* _Given task_:
Can you copy out, word for word, everything in the material from the line containing "Where can the butterfly" down to the very end, including both that line and the last one?
--- Provided information ---
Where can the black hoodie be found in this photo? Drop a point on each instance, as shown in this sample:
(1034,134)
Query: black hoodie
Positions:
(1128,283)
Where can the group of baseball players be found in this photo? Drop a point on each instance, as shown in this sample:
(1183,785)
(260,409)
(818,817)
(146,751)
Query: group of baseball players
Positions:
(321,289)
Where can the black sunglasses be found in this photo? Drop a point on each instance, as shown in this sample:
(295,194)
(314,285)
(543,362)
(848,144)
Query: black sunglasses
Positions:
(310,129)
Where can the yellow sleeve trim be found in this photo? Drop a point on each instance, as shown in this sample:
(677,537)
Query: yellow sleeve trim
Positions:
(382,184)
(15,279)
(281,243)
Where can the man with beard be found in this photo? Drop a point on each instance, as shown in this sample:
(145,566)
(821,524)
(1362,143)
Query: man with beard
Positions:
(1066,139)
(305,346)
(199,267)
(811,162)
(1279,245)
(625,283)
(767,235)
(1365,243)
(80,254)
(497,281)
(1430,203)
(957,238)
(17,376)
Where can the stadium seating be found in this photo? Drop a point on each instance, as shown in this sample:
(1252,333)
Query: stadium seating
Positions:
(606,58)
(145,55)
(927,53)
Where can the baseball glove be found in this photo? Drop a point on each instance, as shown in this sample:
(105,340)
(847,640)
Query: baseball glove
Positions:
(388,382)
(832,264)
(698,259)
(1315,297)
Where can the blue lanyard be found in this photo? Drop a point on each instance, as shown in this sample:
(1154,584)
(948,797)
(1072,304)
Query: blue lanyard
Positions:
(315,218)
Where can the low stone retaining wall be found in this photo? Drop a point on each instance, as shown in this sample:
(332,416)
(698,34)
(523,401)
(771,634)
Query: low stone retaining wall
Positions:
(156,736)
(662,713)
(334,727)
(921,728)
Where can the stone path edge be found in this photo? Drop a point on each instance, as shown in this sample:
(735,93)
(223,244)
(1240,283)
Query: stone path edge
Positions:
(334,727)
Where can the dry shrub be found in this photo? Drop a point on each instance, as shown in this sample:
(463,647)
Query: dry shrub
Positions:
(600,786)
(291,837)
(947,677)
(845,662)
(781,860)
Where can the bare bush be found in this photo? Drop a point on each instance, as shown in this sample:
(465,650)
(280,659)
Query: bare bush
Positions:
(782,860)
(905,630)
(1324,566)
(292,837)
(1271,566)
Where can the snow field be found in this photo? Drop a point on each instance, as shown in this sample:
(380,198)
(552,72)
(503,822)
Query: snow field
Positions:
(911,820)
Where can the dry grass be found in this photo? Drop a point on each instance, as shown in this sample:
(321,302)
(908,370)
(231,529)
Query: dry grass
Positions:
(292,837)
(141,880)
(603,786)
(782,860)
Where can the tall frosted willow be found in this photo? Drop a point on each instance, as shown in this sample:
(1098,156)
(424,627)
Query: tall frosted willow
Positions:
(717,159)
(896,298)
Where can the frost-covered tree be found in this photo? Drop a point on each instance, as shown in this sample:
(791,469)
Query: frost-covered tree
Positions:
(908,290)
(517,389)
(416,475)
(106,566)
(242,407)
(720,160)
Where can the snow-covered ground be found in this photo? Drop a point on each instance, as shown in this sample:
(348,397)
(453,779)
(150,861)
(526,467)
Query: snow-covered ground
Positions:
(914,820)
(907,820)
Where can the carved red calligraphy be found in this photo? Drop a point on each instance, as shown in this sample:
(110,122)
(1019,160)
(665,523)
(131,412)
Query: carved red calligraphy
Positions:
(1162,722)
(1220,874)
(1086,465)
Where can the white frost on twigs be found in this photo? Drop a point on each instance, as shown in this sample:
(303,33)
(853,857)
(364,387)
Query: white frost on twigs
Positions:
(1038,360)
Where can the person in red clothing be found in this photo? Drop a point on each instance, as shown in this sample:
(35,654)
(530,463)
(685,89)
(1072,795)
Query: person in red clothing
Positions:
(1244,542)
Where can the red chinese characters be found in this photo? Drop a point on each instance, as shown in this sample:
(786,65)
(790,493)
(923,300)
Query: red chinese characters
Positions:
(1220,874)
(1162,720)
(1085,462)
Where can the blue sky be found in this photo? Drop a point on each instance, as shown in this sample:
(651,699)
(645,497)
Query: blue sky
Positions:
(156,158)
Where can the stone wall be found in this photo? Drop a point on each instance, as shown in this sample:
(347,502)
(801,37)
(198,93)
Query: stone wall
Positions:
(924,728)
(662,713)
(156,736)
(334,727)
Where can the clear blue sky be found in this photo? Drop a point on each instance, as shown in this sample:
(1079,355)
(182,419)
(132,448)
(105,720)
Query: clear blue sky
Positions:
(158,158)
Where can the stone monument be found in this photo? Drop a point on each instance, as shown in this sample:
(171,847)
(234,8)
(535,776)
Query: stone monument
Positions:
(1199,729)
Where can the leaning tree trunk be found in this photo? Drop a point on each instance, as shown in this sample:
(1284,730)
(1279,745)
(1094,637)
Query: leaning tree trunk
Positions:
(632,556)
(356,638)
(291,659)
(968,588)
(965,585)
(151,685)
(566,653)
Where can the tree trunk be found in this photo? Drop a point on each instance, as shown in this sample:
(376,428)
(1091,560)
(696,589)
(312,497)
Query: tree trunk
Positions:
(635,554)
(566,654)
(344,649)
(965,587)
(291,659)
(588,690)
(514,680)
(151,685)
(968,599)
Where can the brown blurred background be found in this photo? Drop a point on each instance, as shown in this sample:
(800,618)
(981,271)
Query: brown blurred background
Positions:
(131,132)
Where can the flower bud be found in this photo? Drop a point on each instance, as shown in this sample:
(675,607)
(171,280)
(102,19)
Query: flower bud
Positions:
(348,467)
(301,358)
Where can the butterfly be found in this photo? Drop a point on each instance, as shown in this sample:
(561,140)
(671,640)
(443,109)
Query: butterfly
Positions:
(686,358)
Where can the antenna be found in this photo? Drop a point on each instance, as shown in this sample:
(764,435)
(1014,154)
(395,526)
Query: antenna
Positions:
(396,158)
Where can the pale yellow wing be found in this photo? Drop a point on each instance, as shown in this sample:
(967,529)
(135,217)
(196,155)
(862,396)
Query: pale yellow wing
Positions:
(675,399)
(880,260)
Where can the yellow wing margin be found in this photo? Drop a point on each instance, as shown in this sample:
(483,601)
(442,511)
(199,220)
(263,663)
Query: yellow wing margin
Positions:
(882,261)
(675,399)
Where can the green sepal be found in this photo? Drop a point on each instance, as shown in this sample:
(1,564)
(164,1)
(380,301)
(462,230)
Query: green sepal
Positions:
---
* _Final result_:
Where can the butterfly be found in this photo? Drop a point on each instance, as shown in this sample:
(561,140)
(671,640)
(443,109)
Query: butterfly
Positions:
(686,358)
Where can the antenna be found in this photo? Drop a point on each instance, as shown in this sample:
(764,435)
(1014,154)
(395,526)
Query: antenna
Positions:
(396,158)
Where can the pale yellow wing be found in this photo? Drop a point on each instance, as shown in this sample:
(967,529)
(135,217)
(196,155)
(862,396)
Query: pale yellow wing
Positions:
(675,399)
(880,260)
Where can the yellow wing margin be found in this photo? Drop a point on each instance, as shown in this sample:
(483,601)
(442,511)
(199,220)
(263,663)
Query: yellow wing margin
Positions:
(882,261)
(675,399)
Where can the green sepal be found in this photo? Drop a point on each instance, as shown in this sample:
(1,564)
(164,1)
(380,301)
(462,230)
Query: green sepal
Positions:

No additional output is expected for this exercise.